§ What is asked
Return each of the lines below word for word, keeping their order.
——————
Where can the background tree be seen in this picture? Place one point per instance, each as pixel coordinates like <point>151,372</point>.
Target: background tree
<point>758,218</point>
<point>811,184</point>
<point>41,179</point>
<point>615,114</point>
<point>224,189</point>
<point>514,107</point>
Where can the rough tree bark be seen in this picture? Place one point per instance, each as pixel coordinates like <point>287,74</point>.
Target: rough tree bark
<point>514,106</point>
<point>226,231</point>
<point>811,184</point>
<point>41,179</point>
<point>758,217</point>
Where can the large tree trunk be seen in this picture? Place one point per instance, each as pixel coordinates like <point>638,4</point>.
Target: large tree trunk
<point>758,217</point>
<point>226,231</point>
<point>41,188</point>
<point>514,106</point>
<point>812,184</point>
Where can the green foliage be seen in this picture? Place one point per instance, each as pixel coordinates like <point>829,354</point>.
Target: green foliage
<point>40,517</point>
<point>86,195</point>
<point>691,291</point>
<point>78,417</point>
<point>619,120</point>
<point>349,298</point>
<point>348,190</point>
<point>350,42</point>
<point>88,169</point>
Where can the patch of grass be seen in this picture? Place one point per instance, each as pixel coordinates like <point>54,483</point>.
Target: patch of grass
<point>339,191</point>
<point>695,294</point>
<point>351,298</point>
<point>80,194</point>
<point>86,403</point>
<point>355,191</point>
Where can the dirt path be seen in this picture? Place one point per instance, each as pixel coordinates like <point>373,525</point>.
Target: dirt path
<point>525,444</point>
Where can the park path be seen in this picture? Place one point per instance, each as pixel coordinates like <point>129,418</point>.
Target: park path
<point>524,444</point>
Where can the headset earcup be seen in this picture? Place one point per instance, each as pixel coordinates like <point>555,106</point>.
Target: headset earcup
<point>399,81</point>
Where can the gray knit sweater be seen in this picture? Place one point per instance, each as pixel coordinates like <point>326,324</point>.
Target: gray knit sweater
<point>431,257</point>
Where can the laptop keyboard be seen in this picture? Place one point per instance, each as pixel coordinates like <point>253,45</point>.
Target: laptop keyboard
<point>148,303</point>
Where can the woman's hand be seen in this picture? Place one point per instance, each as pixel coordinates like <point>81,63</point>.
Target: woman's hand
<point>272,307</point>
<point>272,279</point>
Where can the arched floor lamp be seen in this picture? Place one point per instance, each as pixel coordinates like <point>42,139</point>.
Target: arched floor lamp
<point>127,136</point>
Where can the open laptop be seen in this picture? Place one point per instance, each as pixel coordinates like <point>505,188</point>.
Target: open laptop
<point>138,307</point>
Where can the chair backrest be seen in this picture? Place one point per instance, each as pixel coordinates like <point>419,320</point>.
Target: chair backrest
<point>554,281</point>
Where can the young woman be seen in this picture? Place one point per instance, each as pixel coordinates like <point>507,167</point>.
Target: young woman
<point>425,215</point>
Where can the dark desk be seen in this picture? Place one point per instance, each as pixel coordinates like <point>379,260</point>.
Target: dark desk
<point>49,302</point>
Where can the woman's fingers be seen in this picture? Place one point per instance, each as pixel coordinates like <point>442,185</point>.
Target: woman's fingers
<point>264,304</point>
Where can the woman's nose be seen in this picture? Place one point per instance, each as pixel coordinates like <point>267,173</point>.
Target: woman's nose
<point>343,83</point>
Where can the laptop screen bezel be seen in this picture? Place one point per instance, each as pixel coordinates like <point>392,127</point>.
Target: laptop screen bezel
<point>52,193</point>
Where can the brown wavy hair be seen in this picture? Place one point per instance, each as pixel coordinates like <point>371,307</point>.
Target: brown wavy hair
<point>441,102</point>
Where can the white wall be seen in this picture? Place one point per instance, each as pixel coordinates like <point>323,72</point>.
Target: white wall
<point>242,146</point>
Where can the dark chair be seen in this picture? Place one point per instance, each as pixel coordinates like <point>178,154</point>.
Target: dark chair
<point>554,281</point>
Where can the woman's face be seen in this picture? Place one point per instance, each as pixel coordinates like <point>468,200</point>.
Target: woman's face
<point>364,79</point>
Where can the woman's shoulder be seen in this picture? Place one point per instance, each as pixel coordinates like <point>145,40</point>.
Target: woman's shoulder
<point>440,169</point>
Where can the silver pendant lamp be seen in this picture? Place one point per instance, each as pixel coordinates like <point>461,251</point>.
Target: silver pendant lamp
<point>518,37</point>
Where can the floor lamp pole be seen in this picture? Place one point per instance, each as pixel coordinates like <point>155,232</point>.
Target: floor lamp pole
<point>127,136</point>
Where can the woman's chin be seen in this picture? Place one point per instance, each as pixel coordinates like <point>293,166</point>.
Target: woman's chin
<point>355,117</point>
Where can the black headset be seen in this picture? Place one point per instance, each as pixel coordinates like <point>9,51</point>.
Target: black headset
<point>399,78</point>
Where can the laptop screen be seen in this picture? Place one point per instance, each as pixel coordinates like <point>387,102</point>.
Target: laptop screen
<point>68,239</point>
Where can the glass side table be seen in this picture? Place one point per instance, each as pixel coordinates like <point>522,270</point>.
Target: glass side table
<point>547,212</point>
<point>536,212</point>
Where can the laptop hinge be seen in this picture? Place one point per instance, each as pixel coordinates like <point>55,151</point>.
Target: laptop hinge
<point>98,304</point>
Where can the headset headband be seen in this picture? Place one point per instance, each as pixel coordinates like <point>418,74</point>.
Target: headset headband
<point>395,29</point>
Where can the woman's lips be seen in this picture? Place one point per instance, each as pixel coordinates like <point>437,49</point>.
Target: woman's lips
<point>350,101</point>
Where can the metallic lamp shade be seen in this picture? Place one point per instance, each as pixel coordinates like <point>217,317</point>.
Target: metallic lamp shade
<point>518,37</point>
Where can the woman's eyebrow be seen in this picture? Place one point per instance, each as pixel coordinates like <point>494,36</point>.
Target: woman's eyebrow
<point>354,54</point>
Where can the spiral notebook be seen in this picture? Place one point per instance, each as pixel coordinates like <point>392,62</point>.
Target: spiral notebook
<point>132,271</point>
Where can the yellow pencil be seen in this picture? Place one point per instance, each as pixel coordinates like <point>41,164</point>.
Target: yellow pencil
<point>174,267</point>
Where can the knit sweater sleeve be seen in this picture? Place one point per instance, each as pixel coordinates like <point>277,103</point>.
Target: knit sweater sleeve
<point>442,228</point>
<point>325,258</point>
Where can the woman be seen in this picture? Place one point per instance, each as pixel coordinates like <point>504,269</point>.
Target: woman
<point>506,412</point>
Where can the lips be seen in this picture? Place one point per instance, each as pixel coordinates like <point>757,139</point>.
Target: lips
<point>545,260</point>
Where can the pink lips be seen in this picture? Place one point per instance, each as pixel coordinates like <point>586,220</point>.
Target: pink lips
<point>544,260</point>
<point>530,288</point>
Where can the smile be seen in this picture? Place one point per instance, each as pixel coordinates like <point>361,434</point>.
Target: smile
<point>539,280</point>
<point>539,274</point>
——————
§ Solution to this problem
Where can the background tree be seen in this picture? Place one point per instance, each as pixel coordinates like <point>151,372</point>.
Target: background tree
<point>758,218</point>
<point>811,184</point>
<point>41,179</point>
<point>615,114</point>
<point>224,189</point>
<point>514,107</point>
Where can the rough tree bark be seen in this picture? Place one point per instance, each as pixel coordinates like <point>287,74</point>.
Target: rough tree bark
<point>514,106</point>
<point>226,231</point>
<point>811,184</point>
<point>41,179</point>
<point>758,217</point>
Where can the large tree trunk be seen in this picture? Place one point per instance, each as pixel coordinates like <point>638,4</point>.
Target: large tree trunk
<point>758,217</point>
<point>226,231</point>
<point>41,188</point>
<point>514,106</point>
<point>812,184</point>
Where can the green foliage be seen in this picture? Place one point per instance, each as pixel coordinates like <point>829,354</point>.
Target: green foliage
<point>40,517</point>
<point>86,195</point>
<point>691,291</point>
<point>78,417</point>
<point>619,120</point>
<point>349,298</point>
<point>348,190</point>
<point>350,42</point>
<point>88,169</point>
Where can the patch of grass be seen in this picture? Place one point per instance, each as pixel coordinates like <point>54,483</point>.
Target: patch of grass
<point>339,191</point>
<point>695,294</point>
<point>351,298</point>
<point>80,194</point>
<point>86,403</point>
<point>355,191</point>
Where can the dirt path be seen in this picture? Place one point per instance, each as pixel coordinates like <point>373,525</point>.
Target: dirt path
<point>525,444</point>
Where can the park path be seen in this picture? Place one point per instance, each as pixel coordinates like <point>129,418</point>.
Target: park path
<point>524,444</point>
Where can the headset earcup be seen in this picture? Place one point per instance, each as pixel coordinates like <point>555,106</point>.
Target: headset earcup
<point>399,81</point>
Where can the gray knit sweater be seen in this picture? Place one point per instance, each as pixel coordinates like <point>326,324</point>.
Target: gray knit sweater
<point>431,257</point>
Where can the laptop keyboard be seen in this picture? Place one point per instance, each as pixel coordinates like <point>253,45</point>.
Target: laptop keyboard
<point>148,303</point>
Where can the woman's hand be seen in this picture? Place one point per instance, each as pixel coordinates like <point>81,63</point>.
Target: woman's hand
<point>272,307</point>
<point>272,279</point>
Where can the arched floor lamp be seen in this picture? Place one point per instance, each as pixel coordinates like <point>42,139</point>.
Target: arched floor lamp
<point>127,136</point>
Where can the open laptop be seen in this picture? Place one point per instance, each as pixel coordinates like <point>505,188</point>.
Target: open laptop
<point>138,307</point>
Where can the chair backrest be seen in this picture? Place one point per instance, each as pixel coordinates like <point>419,320</point>.
Target: chair backrest
<point>554,281</point>
Where can the young woman be seen in this picture? Place one point per instance, each as pixel coordinates like <point>507,167</point>.
Target: young woman
<point>425,215</point>
Where can the dark desk be seen in this picture? Place one point per instance, each as pixel coordinates like <point>379,260</point>.
Target: dark desk
<point>49,302</point>
Where can the woman's fingers be seen in this picture? Place one point per instance, each as pixel coordinates like <point>442,185</point>.
Target: woman's fingers
<point>264,304</point>
Where can the woman's nose be seen in this picture? Place one point per instance, each as pixel coordinates like <point>267,173</point>.
Target: woman's nose
<point>343,83</point>
Where can the laptop screen bezel be seen in this picture? Place one point per instance, each as pixel coordinates like <point>392,127</point>.
Target: laptop screen bezel
<point>52,193</point>
Where can the brown wavy hair be seen in this picture? Place one point per instance, each as pixel coordinates like <point>371,307</point>.
Target: brown wavy hair
<point>441,102</point>
Where can the white wall be seen in this picture? Place one point per instance, each as pixel coordinates like <point>323,72</point>.
Target: white wall
<point>242,146</point>
Where can the dark chair be seen in this picture? Place one point per instance, each as pixel coordinates like <point>178,154</point>.
Target: dark chair
<point>554,281</point>
Where can the woman's face be seen in this picture? Place one point per instance, each as pixel coordinates like <point>468,200</point>.
Target: woman's face
<point>364,79</point>
Where can the woman's shoulder be seen in this picture? Place one point per instance, each as pixel coordinates like <point>145,40</point>.
Target: woman's shoulder
<point>440,169</point>
Where can the silver pendant lamp be seen in this picture? Place one point per instance, each as pixel coordinates like <point>461,251</point>.
Target: silver pendant lamp
<point>518,37</point>
Where can the floor lamp pole be seen in this picture? Place one point per instance, each as pixel coordinates like <point>155,232</point>.
Target: floor lamp pole
<point>127,136</point>
Where can the woman's chin be seen in this picture? Place one point per instance, each as pixel coordinates like <point>293,166</point>.
Target: woman's chin
<point>355,117</point>
Where can the black headset be seen in this picture? Place one point per instance, each as pixel coordinates like <point>9,51</point>.
Target: black headset
<point>399,78</point>
Where can the laptop screen be seen in this picture? Place one point per instance, each as pixel coordinates like <point>387,102</point>.
Target: laptop screen
<point>68,239</point>
Where can the glass side table be seen in this picture? Place one point per instance, each as pixel coordinates like <point>522,270</point>.
Target: glass side table
<point>547,212</point>
<point>536,212</point>
Where can the laptop hinge be seen in this picture? Place one point per instance, each as pixel coordinates like <point>55,151</point>.
Target: laptop hinge
<point>98,304</point>
Where can the headset headband be seen in this picture? Place one point per instance, each as pixel coordinates like <point>418,74</point>.
Target: headset headband
<point>395,29</point>
Where can the woman's lips be seen in this picture? Place one point per instance, each as pixel coordinates like <point>437,49</point>.
Target: woman's lips
<point>350,101</point>
Where can the metallic lamp shade be seen in this picture? Place one point per instance, each as pixel coordinates like <point>217,317</point>.
Target: metallic lamp shade
<point>518,37</point>
Where can the woman's eyebrow be seen in this picture? Place one point per instance, each as pixel coordinates like <point>494,36</point>.
Target: woman's eyebrow
<point>354,54</point>
Where can the spiral notebook be seen in this picture? Place one point per instance, each as pixel coordinates like <point>392,62</point>.
Target: spiral notebook
<point>132,271</point>
Where can the yellow pencil be seen in this picture? Place one point per instance, each as pixel coordinates like <point>41,164</point>.
Target: yellow pencil
<point>174,267</point>
Where can the knit sweater sleeve be seen in this picture? Place one point per instance, each as pixel coordinates like <point>277,103</point>.
Target: knit sweater sleeve
<point>442,228</point>
<point>325,258</point>
Where can the woman be seen in this picture? Place one point per instance, each as pixel coordinates like <point>504,269</point>.
Target: woman
<point>506,412</point>
Where can the lips be seen in this picture? Place one point per instance, each as pixel coordinates like <point>757,139</point>.
Target: lips
<point>545,260</point>
Where can the pink lips be seen in this picture? Place one point per instance, each as pixel coordinates like <point>586,220</point>.
Target: pink lips
<point>544,260</point>
<point>530,288</point>
Where can the smile be seen in this picture? Place one point per instance, each as pixel coordinates like <point>361,434</point>.
Target: smile
<point>539,280</point>
<point>539,274</point>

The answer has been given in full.